## BEGIN GIVEN INFORMATION

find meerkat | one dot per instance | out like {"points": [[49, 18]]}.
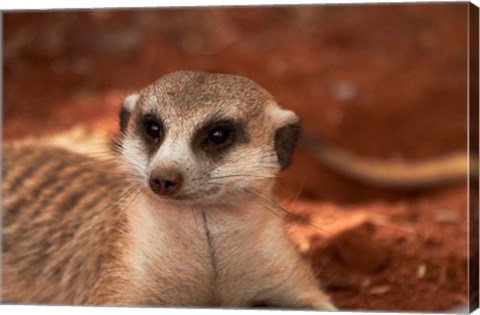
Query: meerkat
{"points": [[451, 168], [182, 214]]}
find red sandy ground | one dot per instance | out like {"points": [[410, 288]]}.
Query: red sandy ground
{"points": [[383, 81]]}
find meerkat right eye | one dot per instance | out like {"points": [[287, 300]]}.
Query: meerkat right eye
{"points": [[152, 128]]}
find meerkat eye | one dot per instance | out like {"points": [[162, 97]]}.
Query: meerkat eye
{"points": [[152, 128], [220, 135]]}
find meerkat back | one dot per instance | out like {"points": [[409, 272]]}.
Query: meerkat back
{"points": [[200, 152], [60, 225]]}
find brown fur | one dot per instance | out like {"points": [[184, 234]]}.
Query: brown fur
{"points": [[78, 230]]}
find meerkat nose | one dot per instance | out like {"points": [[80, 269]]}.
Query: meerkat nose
{"points": [[165, 182]]}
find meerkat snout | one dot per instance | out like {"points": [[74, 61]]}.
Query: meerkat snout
{"points": [[165, 182]]}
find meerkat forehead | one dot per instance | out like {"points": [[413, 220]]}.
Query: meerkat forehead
{"points": [[193, 95]]}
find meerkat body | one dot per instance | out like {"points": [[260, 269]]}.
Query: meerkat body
{"points": [[182, 215]]}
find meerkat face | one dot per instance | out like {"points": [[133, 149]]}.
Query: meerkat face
{"points": [[194, 136]]}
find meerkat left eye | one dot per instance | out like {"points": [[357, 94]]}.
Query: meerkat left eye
{"points": [[220, 135]]}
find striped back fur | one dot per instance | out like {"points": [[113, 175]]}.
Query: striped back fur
{"points": [[61, 226]]}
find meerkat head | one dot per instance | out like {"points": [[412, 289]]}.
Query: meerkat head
{"points": [[198, 136]]}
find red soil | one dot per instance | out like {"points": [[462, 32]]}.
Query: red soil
{"points": [[383, 81]]}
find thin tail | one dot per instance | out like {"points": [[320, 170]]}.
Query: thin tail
{"points": [[441, 170]]}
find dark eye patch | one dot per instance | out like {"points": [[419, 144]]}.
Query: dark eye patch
{"points": [[216, 138], [151, 130]]}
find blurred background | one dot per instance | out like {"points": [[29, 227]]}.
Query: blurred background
{"points": [[381, 81]]}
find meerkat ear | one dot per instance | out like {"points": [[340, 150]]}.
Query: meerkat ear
{"points": [[128, 106], [286, 135]]}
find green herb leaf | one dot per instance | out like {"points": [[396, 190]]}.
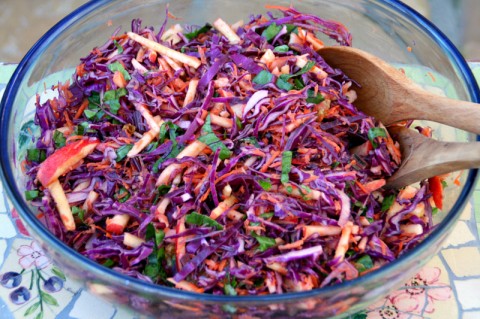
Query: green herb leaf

## END GIVEN INFORMATION

● **SET TASK**: Write out all of the data above line for line and word for word, omitting the pictures.

● **OUTPUT OF THE EXERCISE**:
find meerkat | one dot per instance | out like {"points": [[49, 18]]}.
Query: meerkat
{"points": [[451, 168], [182, 214]]}
find red sandy ground | one dot per instance | out like {"points": [[410, 288]]}.
Query: red sandy ground
{"points": [[383, 81]]}
find meerkat right eye | one dot per instance | out like {"points": [[287, 300]]}.
Query: meerkat right eye
{"points": [[152, 128]]}
find meerkat eye | one dot per instance | out like {"points": [[162, 97]]}.
Query: meerkat eye
{"points": [[152, 128], [220, 135]]}
find meerkat back | one dot per instance | out like {"points": [[409, 272]]}.
Query: meerkat back
{"points": [[200, 152], [60, 225]]}
find brown fur | one dot per instance | out like {"points": [[184, 234]]}.
Query: brown fur
{"points": [[78, 230]]}
find meerkat nose | one dot per instance | out like {"points": [[80, 269]]}.
Query: meerkat nose
{"points": [[165, 182]]}
find meerkat snout | one dot per instance | out like {"points": [[74, 61]]}.
Query: meerkat snout
{"points": [[165, 182]]}
find meerkat forehead | one dot per instance | out like {"points": [[413, 220]]}.
Query: meerkat forehead
{"points": [[193, 95]]}
find meerkat body | one dot per instance | out like {"points": [[260, 269]]}.
Query: meerkat body
{"points": [[182, 215]]}
find meerkat face | one dot per instance | out like {"points": [[133, 149]]}.
Query: meerkat face
{"points": [[194, 136]]}
find meerkat left eye | one dot per instance | out like {"points": [[357, 94]]}.
Query: meerkat left eye
{"points": [[220, 135]]}
find striped back fur | one dot per instance | out like {"points": [[113, 175]]}.
Query: striped back fur
{"points": [[61, 226]]}
find meerkat head | one dot per instance | out like {"points": [[412, 289]]}.
Query: meerkat head
{"points": [[198, 136]]}
find red soil | one dot per instance | out like {"points": [[462, 32]]}.
Query: red soil
{"points": [[383, 81]]}
find thin tail | one dot per instance | out like {"points": [[320, 170]]}.
Query: thin tail
{"points": [[441, 170]]}
find dark eye patch | one dot per instance | out like {"points": [[419, 144]]}.
Query: dark eye patch
{"points": [[216, 138], [151, 130]]}
find blurred background | one dot per instance | out like {"points": [[29, 227]]}.
Query: blurred background
{"points": [[381, 81]]}
find meerkat ear | one dot per instance | out like {"points": [[340, 150]]}.
Query: meerkat ear
{"points": [[128, 106], [286, 135]]}
find green herb leaf | one dot per instance | out like {"points": [[396, 190]]}.
Query: green herb leaf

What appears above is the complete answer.